**Passage for review**
+++

Data analytics is the science of analysing data in order to make inferences. At BI builders we offer a broad range of analytical techniques, each suitable for its own distinctive problem.
- Descriptive analytics helps answer questions about the current status-quo. It usually includes dashboard, reports and different type of KPI’s.
- Diagnostic analytics helps answer questions about why things happened. This may include analytics to discover anomalies, or unknown relations among data elements.
- Predictive analytics helps answer questions about what will happen in the future. Techniques to answer such questions falls in the field of machine learning.
- Prescriptive analytics helps answer questions about what should be done. Prescriptive analytics is what we often call artificial intelligence. It is a kind of machine learning that takes in new data all the time to produce more accurate predictions and more well-defined decisions.
Process of a project
Descriptive, diagnostic, predictive and prescriptive analytics supports and build on each other. Therefore, we advise our clients to start with descriptive analytics and move to predictive and prescriptive analytics as they gain more insight.
While descriptive analysis is quite straightforward to understand, Diagnostic, Predictive and Prescriptive analytics requires more explanation. In the following we will describe three main steps of dealing with these types of analytics:
- Problem definition
- Data exploration
- Validation, implementation and visualization
When defining the problem, it is important to discuss the business reasons for an analytics project. Together with all the stakeholders, we will try to envision what the solution will look like and what it should be capable of. This is usually a mix between technical challenges and analytical challenges as it’s a key step of the analytical process.

+++

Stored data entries
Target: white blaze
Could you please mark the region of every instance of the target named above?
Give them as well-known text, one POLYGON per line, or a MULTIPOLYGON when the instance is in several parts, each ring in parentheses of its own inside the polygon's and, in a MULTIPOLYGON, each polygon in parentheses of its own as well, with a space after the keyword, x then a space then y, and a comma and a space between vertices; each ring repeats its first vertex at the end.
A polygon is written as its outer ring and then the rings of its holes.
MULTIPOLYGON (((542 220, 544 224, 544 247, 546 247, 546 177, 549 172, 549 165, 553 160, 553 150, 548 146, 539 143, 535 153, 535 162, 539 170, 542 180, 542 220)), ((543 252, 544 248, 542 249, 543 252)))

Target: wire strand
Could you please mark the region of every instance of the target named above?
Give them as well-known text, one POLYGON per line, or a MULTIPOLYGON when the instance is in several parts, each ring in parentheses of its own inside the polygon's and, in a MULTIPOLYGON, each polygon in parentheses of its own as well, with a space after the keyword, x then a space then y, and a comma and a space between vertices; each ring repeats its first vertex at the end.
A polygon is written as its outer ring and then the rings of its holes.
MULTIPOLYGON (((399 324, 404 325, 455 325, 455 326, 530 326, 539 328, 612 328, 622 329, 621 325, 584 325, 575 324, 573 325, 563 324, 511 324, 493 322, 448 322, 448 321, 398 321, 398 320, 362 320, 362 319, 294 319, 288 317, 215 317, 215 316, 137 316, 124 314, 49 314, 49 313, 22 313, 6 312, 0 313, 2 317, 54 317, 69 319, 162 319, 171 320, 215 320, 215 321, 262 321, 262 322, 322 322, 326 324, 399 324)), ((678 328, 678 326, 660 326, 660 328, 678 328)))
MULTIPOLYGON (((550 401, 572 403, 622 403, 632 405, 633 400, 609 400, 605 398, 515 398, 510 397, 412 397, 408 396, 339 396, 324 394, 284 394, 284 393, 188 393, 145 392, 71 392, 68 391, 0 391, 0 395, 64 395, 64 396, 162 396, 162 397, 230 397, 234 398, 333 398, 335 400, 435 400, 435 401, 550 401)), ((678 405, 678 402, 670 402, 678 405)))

+++

**What to work on**
Proceed with the passage on data analytics, starting right after its last sentence. None of the data is needed for this work.

**Result**
The quality of the data used in the model will decide the quality of the result. Here are some important elements to keep in mind:
- Variable identification
Understanding the business process is a key element in identifying the variables to be used in the analytics process. Still, this is a trade-off, as reducing too much the set of variables taken in consideration may improve the model performance but may also hide some “unknown” – but important – relations among fields not obviously related.
- Univariate analysis
The relevant variables are analysed individually by using mathematical methods to identify their distribution. The result of this step is typically visualized by means of boxplots or distributions (in the case of numeric variables) or with bar charts (in the case of categorical variables). Outlier identification is an important aspect of this analysis.
- Bivariate analysis
Bivariate analysis explores possible relationships between variables. Bivariate analysis is perhaps the simplest way to determine to what extent we can predict a value of one variable from another. Uni- and bivariate analysis (often called descriptive or diagnostic statistics) can help to both discover “unknown” relations between data fields and also to reduce the number of variables to be used in the model by identifying “variables that carry out the same information”.
- Missing value treatment
We sometimes need to deal with missing values in the data to avoid a biased model. Imputation techniques is a typical way to handle missing data.
- Feature engineering (variable creation and transformation)
Feature engineering is the science (and art) of extracting more information from existing data. Which variables needs to create and transformed is strictly correlated to the problem definition.
Depending on the problem definition and the results from the data exploration phase we may choose mathematical (often statistical) models with variant levels of complexity; from simple linear regression to machine learning by means of clustering or decision trees.
Validation, implementation and visualization
When the model is refined enough to be used, it needs to be validated on new data to assess it’s ‘usefulness and accuracy’.
In most cases, feature engineering, modeling and validation are an iterative process, where new knowledge gained by the exploration and modeling processes leads to new ideas worth exploring.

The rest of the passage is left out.